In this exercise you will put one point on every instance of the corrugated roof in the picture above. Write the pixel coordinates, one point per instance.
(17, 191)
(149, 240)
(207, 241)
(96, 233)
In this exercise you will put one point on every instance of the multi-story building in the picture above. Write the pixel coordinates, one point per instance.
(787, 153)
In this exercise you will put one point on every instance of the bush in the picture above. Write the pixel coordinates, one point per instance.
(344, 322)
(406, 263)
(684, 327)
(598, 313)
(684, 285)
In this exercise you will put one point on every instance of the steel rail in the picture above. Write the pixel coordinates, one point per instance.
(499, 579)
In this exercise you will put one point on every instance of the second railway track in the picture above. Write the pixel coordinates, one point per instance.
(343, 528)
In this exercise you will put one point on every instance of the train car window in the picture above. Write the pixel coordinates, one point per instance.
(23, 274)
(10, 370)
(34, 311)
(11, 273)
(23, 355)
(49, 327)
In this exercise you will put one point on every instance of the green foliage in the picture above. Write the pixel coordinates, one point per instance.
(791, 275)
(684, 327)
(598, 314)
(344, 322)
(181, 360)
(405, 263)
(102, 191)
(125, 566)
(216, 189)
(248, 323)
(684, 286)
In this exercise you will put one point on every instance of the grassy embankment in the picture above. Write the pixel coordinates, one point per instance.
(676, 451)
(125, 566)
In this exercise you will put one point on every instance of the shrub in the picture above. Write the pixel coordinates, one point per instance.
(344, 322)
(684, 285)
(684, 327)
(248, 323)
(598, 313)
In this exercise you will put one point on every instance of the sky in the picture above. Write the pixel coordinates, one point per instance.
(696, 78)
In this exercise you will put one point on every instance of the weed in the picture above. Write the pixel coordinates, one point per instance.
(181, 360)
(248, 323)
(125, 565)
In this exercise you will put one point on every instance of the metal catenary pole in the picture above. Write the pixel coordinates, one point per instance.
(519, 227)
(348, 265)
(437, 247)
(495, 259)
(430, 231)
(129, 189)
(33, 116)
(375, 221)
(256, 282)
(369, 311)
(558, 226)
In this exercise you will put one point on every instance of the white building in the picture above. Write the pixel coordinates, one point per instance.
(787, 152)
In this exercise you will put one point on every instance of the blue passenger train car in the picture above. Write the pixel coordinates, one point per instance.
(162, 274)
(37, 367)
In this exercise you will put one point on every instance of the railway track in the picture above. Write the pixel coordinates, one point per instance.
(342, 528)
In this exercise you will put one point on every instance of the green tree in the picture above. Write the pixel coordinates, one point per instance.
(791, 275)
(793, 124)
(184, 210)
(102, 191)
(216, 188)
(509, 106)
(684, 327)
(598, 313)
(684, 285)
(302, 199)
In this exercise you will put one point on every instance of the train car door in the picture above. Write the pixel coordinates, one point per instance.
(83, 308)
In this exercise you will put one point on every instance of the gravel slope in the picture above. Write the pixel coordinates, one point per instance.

--*--

#### Action item
Keeping every line exactly as it is, retype the entries shown above.

#### Task answer
In this exercise you will put one point on every instance of the corrugated roof in the picture above. Write the pixel coordinates, one point per instance.
(17, 191)
(149, 240)
(207, 241)
(96, 233)
In this exercise you will put one point on every instance of the multi-story building in the picture above. Write the pixel coordinates, one point per instance.
(787, 153)
In this exercise you will put one point on every instance of the bush in the picture above. Write the pixel coordinates, one point per instance.
(344, 322)
(406, 263)
(684, 327)
(598, 313)
(684, 285)
In this exercise you will put one point on every instance of the steel rail in the picture above. Write the pixel coordinates, one point per instance.
(499, 579)
In this exercise you will put one point on every instance of the second railway track in the picture above. Write the pixel coordinates, one point per instance.
(343, 528)
In this exercise you will put one point on every instance of the train car window in the picture above. Write the pixel coordinates, one point per instance.
(23, 274)
(10, 370)
(34, 311)
(11, 273)
(23, 355)
(49, 327)
In this exercise you will put one point on every instance of the green foliage in the picture above. Write the pixel coordinates, one point per instance.
(791, 275)
(684, 327)
(598, 314)
(344, 322)
(181, 360)
(405, 263)
(102, 191)
(125, 566)
(216, 189)
(248, 323)
(684, 286)
In this exercise you will put one point on every instance of the grassy embankment in the picture above. Write the pixel coordinates, one point per instance.
(676, 451)
(125, 566)
In this exercise you will put one point on every instance of the shrub in the picture above. Write the pixel coordinates, one point per instance.
(344, 322)
(684, 285)
(684, 327)
(248, 323)
(598, 313)
In this exercise you will put one point on every instance of the sky in the picture above. Write the pixel coordinates, one point per instance.
(696, 78)
In this exercise you will put one point on every instance of the weed in the picture above. Write the pixel coordinates, one point per instance.
(181, 360)
(248, 323)
(125, 565)
In this exercise you will put one point on every instance of the metal catenary pole in the picture above. Write the pixel coordinates, one point per instance.
(519, 227)
(348, 265)
(437, 247)
(495, 259)
(430, 231)
(129, 189)
(33, 116)
(375, 221)
(256, 282)
(369, 311)
(558, 226)
In this exercise you will put one point on every instance of the white building in the picture above. Write the pixel coordinates, one point per instance.
(787, 152)
In this exercise you will put one point on every instance of the blue passenger train car in the picture above. Write the pixel coordinates, one point per instance.
(162, 274)
(37, 367)
In this exercise you will put one point on every instance of the railway track in the picture above. Write the pixel coordinates, one point per instance.
(342, 528)
In this exercise you will put one point on every instance of the green tree in the picture above. Write the pixel coordinates, one point per instance.
(791, 275)
(793, 124)
(184, 210)
(102, 191)
(216, 188)
(509, 106)
(684, 327)
(598, 313)
(684, 285)
(302, 199)
In this exercise you will put one point on every instance of the train car door in the picture above. Write the pixel coordinates, one point per instance.
(83, 308)
In this exercise you will put one point on every instance of the gravel slope in the picture above. Write the pixel coordinates, one point per instance.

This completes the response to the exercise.